Article.
= = = = = = =

The institutionalized hate around this belief would make it difficult to separate the belief itself from all the prejudices and priveleges of its proponents. Indeed there would be no easy agreement on what was the hate and what was just the belief. Is a program to remind people to wear hats in bed using shock treatment and prayer born of hateful discrimination or misguided love? Arguments would go on about how to understand these programs. Such confusion, however, does not mean the original belief itself is hateful. There are people full of hate who have found this belief useful to them (and we can reflect on whether that utility is in the nature of any legalistic moral claim) but there could be people who hold none of the hate who still hold the belief in its entirety. It is simply incorrect to call them hateful too.

You’ve probably realized the metaphor I’m making by now. We live in a world in which some people believe that sex that isn’t between a man and a woman is always morally wrong. They believe there are many ways that sex between a man and a woman can also be morally wrong but the presence of the two genders is a necessary requirement for the sex act to ever be morally ok. This belief can be cruel in its application – people who don’t feel any homosexual desire follow it with ease unlike others who only feel homosexual desire. The belief certainly has been used by hateful people to justify their hate in all the ways I mentioned such views can. But I would still argue that the belief itself is not necessarily hateful.

This is important to realize. We are in the middle of a national debate on the merits of opening our civil rite of marriage up to same sex couples. At the moment civil marriage in Australia requires the participants to be male and female. For some people to remove this requirement would be to “endorse sin” at a national level and this forms the motivation of many no voters in the postal survey we may be having (the High Court challenge is yet to decide if it will proceed). I disagree with this view of sin. Its just silly to me to make heterosexuality a moral requirement of sex and a distraction from the real issues around love, mutual flourishing and consent. Still, I don’t think their idea that sex must be between a man and a woman is necessarily hateful and I wont join in labeling them as such.

There’s more I could say on this but I need to finish up. I think we need to be able to hear other people say “homosexuality is always wrong” in the same way we might hear them say “masturbation is always wrong” or “sex before marriage is always wrong.” That is, to disagree but not necessarily be offended. There will be some who are aiming to be hurtful and spread hate. Most wont be aware of how unfair they are being although some may well be. But the ideas themselves can be held by people who are loving, as hard as that may be to understand.

= = = = = = =

Dataset entries.

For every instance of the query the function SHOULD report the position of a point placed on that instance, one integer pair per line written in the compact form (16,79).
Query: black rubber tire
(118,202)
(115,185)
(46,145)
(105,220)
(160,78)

= = = = = = =

Stated problem.
Repeat the essay starting at the words "There’s more I" and stopping after "be to understand.", swapping "offended" for "upset". The records were taken from a separate source.

Reply to the task.
There’s more I could say on this but I need to finish up. I think we need to be able to hear other people say “homosexuality is always wrong” in the same way we might hear them say “masturbation is always wrong” or “sex before marriage is always wrong.” That is, to disagree but not necessarily be upset. There will be some who are aiming to be hurtful and spread hate. Most wont be aware of how unfair they are being although some may well be. But the ideas themselves can be held by people who are loving, as hard as that may be to understand.